■ Lesetext
********
Ursprünglich 1951 für Kinder gegründet, die dem Holocaust entkommen waren, hat sich das Kinderdorf im Laufe der letzten Jahrzehnte zu einem Ort für sozial benachteiligte und traumatisierte Kinder und Jugendliche entwickelt. Familiäre oder äussere Gewalt, Verwahrlosung, Krieg - jedes Kind, das in Kiriat Yearim ankommt, hat bereits einen beschwerlichen Lebensweg hinter sich.
Das Kinderdorf bietet den Kindern und Jugendlichen für drei bis sechs Jahre ein Zuhause mit festen Tagesstrukturen und emotionalem Rückhalt. Hier werden sie liebevoll betreut, schulisch gefördert und therapeutisch begleitet. Zentraler Grundsatz ist die Förderung von Selbstverantwortung, Toleranz und Gemeinschaftssinn.
Eines der Hauptziele ist es, den Jugendlichen berufliche Perspektiven zu bieten. Voraussetzung dazu ist ein erfolgreicher Schulabschluss. Viele der hier betreuten Kinder haben zwar zuvor bereits eine Schule besucht, doch die meisten kämpfen mit grossen Lern- und Konzentrationsschwierigkeiten.
Schule und Unterricht
Die Schule in Kiriat Yearim ist auf sechs Jahre ausgelegt und umfasst die Stufen 7-12. Das Ziel der schulischen Ausbildung ist es, einen vollwertigen Schulabschluss oder ein Matrikulationsdiplom mit technischem Schwerpunkt zu erlangen. Ergänzend werden durch das «Heznek»-Programm erste grundlegende Qualifikationen für eine spätere Berufslehre vermittelt.
Dabei steht im Vordergrund, jeder Schülerin und jedem Schüler seine ganz persönlichen Erfolgserlebnisse zu ermöglichen, Selbstverantwortung, Sozialkompetenz und Selbstvertrauen zu fördern, bestehende Wissens- und Lernlücken in der Ausbildung zu schliessen und die nötigen schulischen Fähigkeiten zu vermitteln.
********
[Daten zur Objektverortung in natürlicher Sprache]
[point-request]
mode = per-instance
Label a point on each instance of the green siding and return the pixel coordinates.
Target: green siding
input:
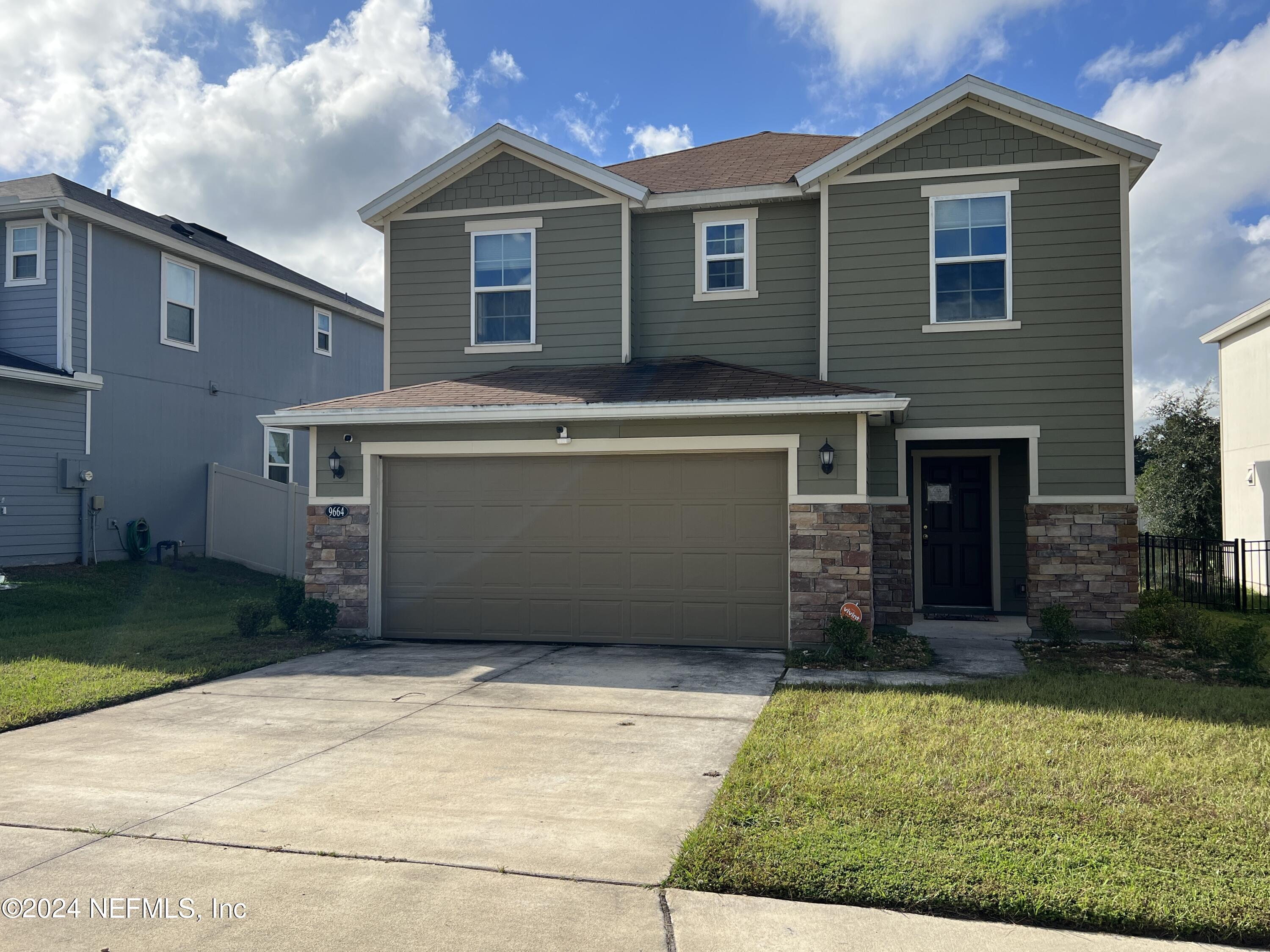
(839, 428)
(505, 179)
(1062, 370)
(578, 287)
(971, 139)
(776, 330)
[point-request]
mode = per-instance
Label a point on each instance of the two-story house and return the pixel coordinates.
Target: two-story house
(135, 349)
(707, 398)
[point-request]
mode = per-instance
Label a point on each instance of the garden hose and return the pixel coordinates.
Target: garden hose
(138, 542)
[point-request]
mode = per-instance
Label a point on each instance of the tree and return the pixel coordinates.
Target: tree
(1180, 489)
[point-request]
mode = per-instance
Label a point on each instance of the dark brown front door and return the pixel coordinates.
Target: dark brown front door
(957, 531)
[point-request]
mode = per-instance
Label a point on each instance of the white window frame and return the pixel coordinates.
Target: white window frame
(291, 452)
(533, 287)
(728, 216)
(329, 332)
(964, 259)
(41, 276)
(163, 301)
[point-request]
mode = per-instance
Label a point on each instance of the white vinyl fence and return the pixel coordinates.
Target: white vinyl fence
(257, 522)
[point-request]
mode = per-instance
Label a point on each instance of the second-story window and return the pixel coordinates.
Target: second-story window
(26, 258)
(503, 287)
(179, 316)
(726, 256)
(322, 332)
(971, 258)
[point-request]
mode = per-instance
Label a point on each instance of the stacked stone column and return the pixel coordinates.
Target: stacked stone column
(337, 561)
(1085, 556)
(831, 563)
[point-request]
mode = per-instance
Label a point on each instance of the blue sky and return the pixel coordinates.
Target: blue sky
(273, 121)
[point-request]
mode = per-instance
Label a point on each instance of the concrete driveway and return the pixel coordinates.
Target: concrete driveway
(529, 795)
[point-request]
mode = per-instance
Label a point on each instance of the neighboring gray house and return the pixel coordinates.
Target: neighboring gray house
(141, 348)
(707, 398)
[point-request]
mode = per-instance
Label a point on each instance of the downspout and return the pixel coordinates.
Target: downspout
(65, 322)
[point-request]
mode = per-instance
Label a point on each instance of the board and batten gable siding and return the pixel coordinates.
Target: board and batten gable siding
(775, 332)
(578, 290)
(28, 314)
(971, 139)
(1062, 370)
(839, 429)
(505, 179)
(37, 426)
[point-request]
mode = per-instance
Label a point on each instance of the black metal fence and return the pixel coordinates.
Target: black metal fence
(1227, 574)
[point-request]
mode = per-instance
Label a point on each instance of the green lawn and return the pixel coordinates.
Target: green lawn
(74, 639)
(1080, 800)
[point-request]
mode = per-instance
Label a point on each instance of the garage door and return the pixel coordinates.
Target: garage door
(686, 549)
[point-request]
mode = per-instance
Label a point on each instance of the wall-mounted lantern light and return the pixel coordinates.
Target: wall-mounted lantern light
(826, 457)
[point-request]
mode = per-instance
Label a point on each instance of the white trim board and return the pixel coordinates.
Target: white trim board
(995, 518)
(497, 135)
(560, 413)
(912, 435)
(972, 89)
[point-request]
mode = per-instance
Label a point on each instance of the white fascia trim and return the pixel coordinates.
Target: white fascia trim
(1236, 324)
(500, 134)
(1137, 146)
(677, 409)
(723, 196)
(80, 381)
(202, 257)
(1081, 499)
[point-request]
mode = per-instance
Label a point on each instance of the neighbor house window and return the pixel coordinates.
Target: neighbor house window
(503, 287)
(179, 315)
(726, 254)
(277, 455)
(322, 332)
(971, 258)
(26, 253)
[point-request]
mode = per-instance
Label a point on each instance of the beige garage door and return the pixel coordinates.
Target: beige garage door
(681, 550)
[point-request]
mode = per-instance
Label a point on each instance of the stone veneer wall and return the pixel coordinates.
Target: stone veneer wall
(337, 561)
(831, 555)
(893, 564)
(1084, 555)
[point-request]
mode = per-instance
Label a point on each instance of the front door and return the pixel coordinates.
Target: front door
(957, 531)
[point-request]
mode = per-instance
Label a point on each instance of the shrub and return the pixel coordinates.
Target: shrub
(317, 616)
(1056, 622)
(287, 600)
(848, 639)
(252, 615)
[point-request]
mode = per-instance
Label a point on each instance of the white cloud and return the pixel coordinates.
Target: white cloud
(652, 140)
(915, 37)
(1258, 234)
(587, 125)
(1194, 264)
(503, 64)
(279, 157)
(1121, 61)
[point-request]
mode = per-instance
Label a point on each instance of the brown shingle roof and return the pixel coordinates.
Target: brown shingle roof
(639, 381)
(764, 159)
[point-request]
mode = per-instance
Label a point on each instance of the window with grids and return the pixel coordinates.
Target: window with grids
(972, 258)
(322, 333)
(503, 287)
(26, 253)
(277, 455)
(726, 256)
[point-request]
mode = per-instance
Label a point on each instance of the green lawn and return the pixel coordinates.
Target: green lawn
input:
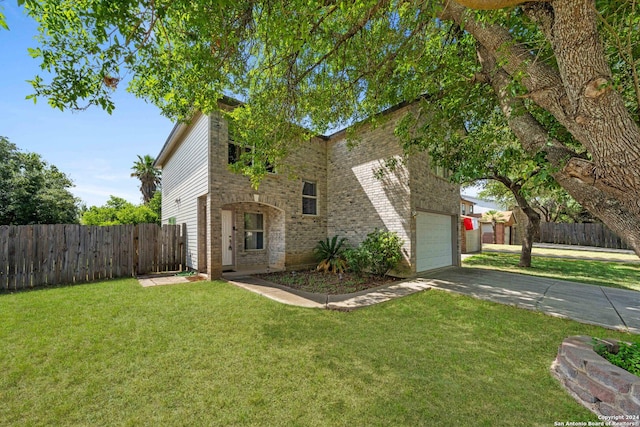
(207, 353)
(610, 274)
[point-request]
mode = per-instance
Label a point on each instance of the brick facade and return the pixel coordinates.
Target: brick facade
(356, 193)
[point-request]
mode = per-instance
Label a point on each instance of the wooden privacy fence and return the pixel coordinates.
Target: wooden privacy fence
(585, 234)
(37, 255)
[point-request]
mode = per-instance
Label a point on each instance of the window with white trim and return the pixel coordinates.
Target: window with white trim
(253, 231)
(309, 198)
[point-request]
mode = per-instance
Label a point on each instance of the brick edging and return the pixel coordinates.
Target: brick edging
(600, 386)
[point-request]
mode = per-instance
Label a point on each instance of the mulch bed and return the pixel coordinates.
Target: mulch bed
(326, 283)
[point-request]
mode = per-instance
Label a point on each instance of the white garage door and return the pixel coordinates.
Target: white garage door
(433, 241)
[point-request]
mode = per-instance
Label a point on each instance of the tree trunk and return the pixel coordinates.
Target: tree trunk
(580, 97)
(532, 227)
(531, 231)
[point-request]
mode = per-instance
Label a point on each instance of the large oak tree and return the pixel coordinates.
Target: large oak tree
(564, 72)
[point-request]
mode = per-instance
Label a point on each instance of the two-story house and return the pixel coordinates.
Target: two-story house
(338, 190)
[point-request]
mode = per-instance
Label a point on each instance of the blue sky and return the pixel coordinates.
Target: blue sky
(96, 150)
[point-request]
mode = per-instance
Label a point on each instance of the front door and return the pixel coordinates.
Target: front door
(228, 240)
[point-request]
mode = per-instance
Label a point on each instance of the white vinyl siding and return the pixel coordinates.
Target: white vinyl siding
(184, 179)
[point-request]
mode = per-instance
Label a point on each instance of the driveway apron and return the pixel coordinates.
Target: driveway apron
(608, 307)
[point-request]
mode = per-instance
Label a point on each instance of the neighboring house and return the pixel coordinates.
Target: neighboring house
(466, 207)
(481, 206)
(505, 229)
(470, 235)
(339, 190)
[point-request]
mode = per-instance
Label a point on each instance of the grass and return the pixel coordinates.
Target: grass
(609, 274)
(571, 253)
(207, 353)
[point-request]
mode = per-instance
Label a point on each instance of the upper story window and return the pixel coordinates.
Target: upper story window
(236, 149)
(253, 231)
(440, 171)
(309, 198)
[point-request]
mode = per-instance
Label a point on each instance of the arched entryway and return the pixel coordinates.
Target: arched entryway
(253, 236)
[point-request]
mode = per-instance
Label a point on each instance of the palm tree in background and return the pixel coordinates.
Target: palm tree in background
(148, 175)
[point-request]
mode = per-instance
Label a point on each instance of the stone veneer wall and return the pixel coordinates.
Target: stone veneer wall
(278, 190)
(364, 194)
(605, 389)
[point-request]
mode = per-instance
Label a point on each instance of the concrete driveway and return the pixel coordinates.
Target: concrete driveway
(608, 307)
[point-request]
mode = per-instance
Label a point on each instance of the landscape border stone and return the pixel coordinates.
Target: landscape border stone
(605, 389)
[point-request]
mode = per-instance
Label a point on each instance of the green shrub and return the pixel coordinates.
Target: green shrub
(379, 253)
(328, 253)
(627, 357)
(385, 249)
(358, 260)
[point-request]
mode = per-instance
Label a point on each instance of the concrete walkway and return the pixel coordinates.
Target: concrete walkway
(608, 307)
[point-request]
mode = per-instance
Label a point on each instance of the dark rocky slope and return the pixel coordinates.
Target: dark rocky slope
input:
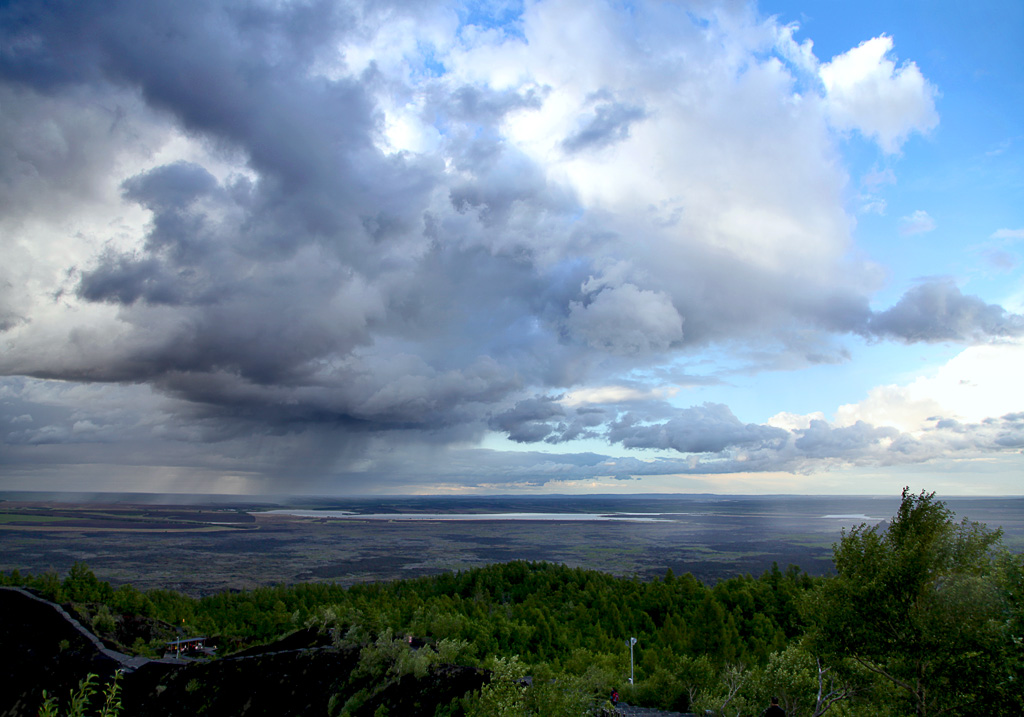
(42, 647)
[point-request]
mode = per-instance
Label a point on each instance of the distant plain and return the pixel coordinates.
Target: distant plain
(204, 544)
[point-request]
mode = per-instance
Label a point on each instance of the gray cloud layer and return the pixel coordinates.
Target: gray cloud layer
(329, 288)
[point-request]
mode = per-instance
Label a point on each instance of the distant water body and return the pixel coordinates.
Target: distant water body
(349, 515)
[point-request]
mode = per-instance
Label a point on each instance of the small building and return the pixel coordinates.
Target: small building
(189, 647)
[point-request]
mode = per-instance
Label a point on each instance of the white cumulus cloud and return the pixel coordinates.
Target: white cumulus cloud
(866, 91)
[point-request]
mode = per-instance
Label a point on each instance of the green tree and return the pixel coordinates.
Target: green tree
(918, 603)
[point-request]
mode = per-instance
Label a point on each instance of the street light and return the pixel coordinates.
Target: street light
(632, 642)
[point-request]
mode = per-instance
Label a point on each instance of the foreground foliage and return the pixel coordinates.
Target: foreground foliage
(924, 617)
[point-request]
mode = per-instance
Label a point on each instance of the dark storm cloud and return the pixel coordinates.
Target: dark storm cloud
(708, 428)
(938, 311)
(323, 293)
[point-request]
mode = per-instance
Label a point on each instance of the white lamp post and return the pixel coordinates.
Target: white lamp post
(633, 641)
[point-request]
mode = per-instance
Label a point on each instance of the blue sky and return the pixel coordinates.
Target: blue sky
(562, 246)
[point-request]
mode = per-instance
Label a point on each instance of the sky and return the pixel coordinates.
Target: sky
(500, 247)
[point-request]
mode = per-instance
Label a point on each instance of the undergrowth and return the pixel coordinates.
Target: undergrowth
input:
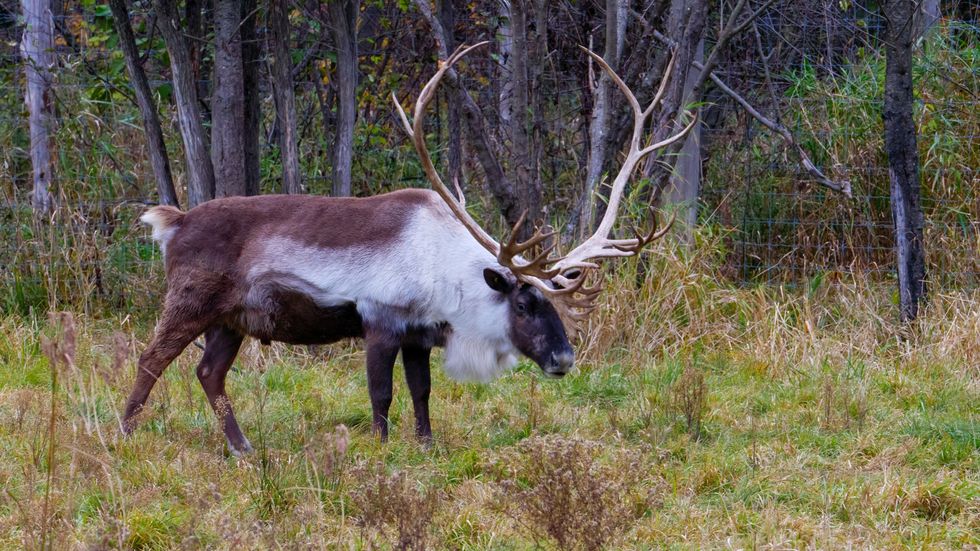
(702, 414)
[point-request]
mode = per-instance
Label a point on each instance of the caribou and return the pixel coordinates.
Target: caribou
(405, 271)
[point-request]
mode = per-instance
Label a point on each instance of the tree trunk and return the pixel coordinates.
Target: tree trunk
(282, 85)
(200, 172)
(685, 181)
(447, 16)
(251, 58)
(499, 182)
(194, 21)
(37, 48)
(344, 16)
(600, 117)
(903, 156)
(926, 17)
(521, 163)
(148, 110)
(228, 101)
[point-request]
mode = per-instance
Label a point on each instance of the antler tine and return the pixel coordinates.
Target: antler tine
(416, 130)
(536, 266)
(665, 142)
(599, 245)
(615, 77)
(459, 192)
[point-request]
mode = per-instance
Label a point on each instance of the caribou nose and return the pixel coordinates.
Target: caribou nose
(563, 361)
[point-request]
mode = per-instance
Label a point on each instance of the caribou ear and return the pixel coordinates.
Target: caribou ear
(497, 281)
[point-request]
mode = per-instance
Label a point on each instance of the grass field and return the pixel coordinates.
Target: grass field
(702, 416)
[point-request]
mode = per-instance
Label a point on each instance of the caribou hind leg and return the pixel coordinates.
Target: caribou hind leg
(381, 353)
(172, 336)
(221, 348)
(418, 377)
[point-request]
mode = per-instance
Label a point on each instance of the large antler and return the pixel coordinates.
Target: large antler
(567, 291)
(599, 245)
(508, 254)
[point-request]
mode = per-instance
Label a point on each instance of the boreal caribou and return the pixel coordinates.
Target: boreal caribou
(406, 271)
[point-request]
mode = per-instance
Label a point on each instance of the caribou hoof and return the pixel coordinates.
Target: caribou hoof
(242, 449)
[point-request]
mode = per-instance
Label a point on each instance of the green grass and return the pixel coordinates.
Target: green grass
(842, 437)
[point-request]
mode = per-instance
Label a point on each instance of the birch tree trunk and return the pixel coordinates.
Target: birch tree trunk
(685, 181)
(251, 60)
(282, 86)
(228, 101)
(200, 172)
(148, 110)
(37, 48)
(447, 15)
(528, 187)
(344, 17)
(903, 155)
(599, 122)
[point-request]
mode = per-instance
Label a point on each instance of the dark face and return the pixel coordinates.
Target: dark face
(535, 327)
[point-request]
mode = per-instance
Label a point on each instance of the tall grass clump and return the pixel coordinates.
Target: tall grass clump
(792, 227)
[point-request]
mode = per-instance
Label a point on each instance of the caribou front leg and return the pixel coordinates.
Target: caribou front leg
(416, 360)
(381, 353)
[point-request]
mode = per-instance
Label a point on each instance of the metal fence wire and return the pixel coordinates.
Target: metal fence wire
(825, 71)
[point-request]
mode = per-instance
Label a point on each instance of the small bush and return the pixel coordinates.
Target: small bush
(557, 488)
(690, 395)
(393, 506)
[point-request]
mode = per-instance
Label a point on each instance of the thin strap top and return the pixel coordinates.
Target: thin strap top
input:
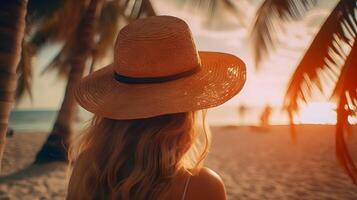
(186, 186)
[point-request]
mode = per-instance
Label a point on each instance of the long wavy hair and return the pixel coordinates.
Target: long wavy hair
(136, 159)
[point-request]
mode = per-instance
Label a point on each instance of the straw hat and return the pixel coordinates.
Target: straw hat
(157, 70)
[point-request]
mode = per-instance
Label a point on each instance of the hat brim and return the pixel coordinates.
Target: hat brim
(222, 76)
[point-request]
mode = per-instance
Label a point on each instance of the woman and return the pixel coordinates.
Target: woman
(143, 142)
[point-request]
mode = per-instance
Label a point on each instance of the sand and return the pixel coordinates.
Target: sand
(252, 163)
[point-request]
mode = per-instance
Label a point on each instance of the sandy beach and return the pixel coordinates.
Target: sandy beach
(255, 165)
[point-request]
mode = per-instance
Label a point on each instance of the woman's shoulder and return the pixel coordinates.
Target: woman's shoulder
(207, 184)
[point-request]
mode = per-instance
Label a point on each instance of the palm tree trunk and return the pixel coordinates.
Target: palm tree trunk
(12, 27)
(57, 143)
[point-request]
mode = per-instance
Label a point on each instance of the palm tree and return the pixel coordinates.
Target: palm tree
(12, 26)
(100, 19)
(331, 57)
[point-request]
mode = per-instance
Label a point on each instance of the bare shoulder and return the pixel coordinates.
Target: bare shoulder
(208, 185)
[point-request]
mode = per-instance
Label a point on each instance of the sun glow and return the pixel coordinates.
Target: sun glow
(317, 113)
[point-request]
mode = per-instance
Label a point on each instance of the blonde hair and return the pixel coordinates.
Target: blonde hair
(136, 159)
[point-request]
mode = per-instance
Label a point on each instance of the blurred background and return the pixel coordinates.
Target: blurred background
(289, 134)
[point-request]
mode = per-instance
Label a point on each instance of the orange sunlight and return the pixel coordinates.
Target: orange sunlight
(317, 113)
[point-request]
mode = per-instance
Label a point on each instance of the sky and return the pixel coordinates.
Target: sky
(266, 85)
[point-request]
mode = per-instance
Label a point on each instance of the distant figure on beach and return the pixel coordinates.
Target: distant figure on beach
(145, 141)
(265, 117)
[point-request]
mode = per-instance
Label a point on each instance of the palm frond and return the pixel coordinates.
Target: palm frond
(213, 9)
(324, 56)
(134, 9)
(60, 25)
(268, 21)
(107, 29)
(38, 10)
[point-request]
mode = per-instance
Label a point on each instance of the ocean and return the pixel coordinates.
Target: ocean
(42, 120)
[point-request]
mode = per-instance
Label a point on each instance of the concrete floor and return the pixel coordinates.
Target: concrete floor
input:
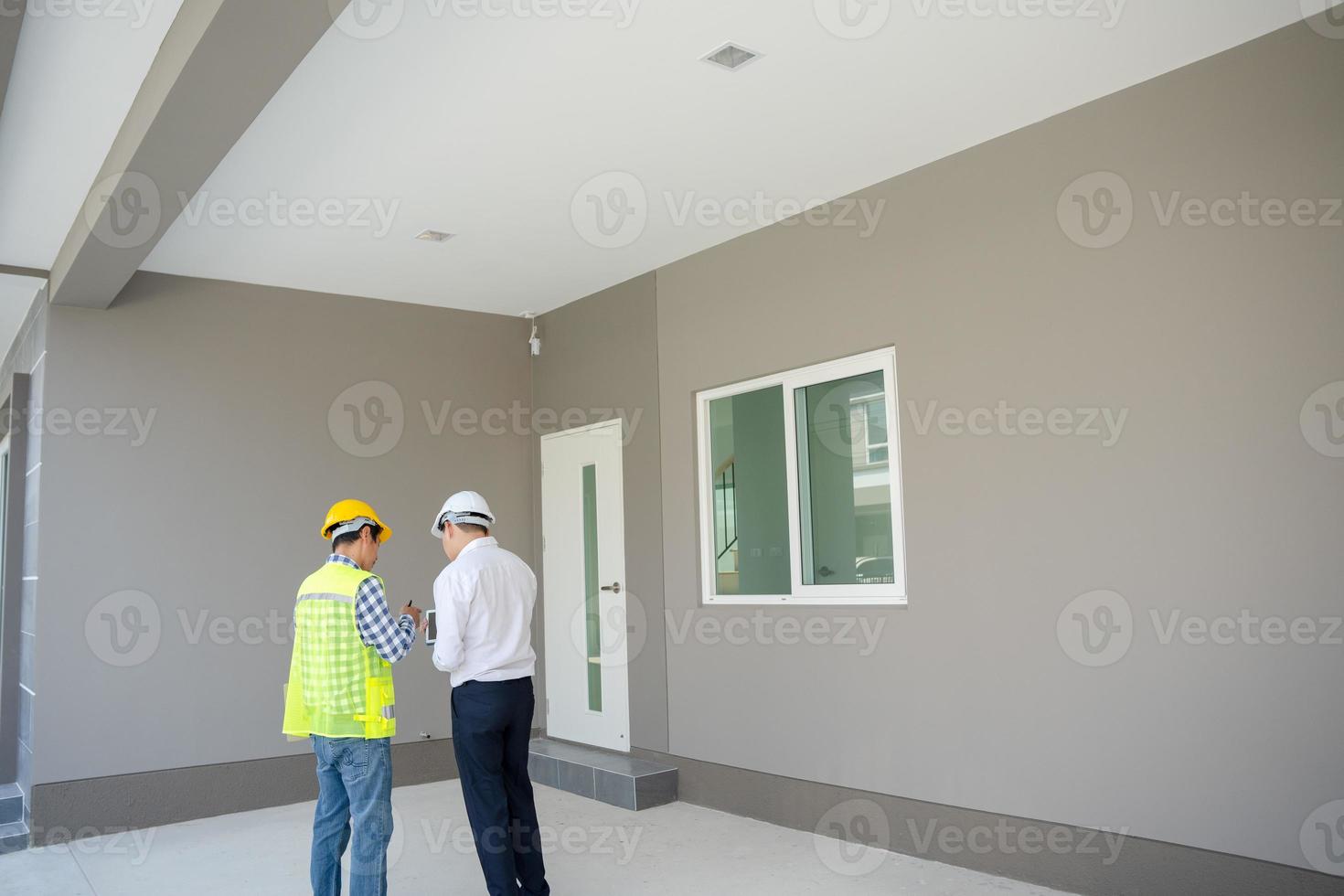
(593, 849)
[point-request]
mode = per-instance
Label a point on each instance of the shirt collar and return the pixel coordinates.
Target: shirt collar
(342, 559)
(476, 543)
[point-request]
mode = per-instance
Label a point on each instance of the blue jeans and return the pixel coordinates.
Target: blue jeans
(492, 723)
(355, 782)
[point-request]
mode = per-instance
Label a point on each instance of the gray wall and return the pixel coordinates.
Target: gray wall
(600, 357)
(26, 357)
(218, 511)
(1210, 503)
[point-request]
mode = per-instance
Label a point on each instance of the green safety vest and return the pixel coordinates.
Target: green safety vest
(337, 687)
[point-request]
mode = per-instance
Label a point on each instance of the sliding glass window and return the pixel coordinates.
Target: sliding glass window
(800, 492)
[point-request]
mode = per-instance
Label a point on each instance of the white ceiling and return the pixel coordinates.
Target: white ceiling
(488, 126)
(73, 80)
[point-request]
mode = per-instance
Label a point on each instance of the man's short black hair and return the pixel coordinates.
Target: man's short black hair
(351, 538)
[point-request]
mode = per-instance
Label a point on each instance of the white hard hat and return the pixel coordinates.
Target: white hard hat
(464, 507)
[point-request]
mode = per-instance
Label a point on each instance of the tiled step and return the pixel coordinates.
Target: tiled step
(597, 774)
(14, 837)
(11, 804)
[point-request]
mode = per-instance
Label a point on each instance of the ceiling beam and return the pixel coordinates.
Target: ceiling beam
********
■ Aufgabe 1
Tippen Sie aus dem Text über das Kinderdorf Kiriat Yearim den Abschnitt zwischen „Schule und Unterricht“ und „spätere Berufslehre vermittelt.“, beide einschließlich, unverändert ab.
■ Aufgabe 2
Setzen Sie den Text über das Kinderdorf Kiriat Yearim im Anschluss an seinen letzten Satz fort.
Die Zeilen sind hierfür ohne Belang.

■ Erwartete Antwort 1
Schule und Unterricht
Die Schule in Kiriat Yearim ist auf sechs Jahre ausgelegt und umfasst die Stufen 7-12. Das Ziel der schulischen Ausbildung ist es, einen vollwertigen Schulabschluss oder ein Matrikulationsdiplom mit technischem Schwerpunkt zu erlangen. Ergänzend werden durch das «Heznek»-Programm erste grundlegende Qualifikationen für eine spätere Berufslehre vermittelt.

■ Erwartete Antwort 2
Neben den Hauptschulfächern werden auch jüdische Kultur sowie Technik und Wissenschaft unterrichtet. Ergänzend werden Workshops zu den unterschiedlichsten Fertigkeiten wie zum Beispiel Werken, Schmuckgestaltung, Landwirtschaft, Kunst, Modedesign usw. angeboten.
Die Schule verfügt über zehn Klassenzimmer, die ein Lernen auf eine moderne und den aktuellen Anforderungen der Gesellschaft entsprechende Art und Weise ermöglichen.
«Instrumental Enrichment» und begleitende Therapieangebote
Die Schulung der Kinder basiert auf der von Professor Ruben Feuerstein entwickelten und weltweit angewandten Methode des «Instrumental Enrichment». Die Kinder werden dabei in wie auch ausserhalb der Schule mit viel menschlicher Wärme und einem breiten Therapieangebot begleitet. Im dorfeigenen Therapiezentrum werden u.a. Mal- und Musiktherapie, Körpertherapie, Alexandertechnik, Spiel- und Gesprächstherapie angeboten.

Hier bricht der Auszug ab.